• [Exercise directions]:
Render the lines from the one containing "target: **side mirror**" through the one containing "252), (580, 284)]", both ends included, as a JSON list of strings with one string per line and blank lines omitted. Leave the pictures out of the answer.

--- begin ---

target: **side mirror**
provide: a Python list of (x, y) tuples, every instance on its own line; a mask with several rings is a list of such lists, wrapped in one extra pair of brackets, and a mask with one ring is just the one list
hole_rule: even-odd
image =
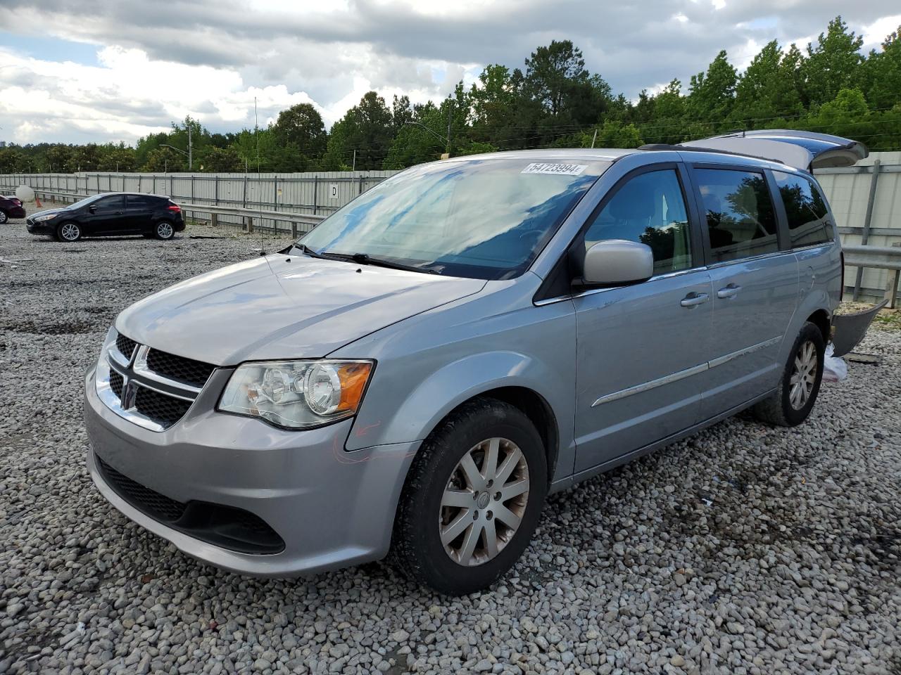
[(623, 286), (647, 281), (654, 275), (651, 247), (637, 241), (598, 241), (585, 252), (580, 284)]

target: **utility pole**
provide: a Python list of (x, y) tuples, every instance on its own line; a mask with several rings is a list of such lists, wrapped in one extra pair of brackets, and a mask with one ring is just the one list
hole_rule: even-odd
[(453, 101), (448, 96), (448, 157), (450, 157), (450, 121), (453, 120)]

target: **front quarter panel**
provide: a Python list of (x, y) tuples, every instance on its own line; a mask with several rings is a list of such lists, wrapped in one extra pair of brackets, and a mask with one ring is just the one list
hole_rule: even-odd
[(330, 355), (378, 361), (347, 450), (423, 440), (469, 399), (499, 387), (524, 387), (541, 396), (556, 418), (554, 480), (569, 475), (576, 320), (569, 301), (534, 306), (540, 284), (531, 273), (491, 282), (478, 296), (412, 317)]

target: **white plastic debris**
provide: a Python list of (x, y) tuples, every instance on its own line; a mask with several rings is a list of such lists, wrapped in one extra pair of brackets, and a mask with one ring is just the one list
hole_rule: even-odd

--- end ---
--- begin ---

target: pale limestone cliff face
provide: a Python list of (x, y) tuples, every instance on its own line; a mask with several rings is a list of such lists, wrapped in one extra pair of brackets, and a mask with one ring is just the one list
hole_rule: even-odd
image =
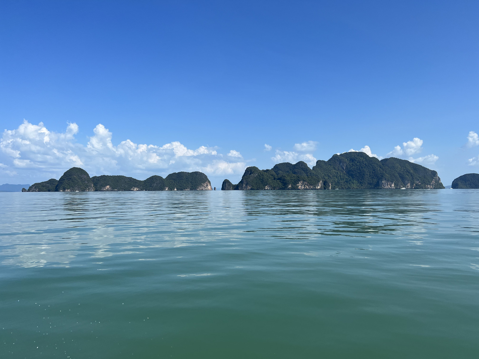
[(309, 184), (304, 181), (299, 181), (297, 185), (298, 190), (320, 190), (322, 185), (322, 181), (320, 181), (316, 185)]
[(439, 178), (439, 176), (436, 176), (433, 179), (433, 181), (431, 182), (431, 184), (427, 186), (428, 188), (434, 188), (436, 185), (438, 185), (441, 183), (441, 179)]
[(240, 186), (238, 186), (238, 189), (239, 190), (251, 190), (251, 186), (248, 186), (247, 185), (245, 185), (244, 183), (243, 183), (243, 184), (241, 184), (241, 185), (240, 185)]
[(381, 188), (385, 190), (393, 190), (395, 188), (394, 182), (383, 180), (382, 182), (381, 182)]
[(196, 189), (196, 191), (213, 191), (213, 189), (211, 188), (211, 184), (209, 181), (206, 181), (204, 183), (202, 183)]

--- end ---

• [Response to the task]:
[
  "target: **side mirror**",
  "provide: a Python list of (x, y) tuples, every instance on its own line; a mask with several rings is a list of such lists, wrapped in one extra pair of brackets, and a mask with one ring is just the one list",
  "hole_rule: even-odd",
  "image =",
  "[(623, 286), (647, 281), (654, 275), (651, 247), (637, 241), (598, 241), (585, 252), (580, 284)]"
]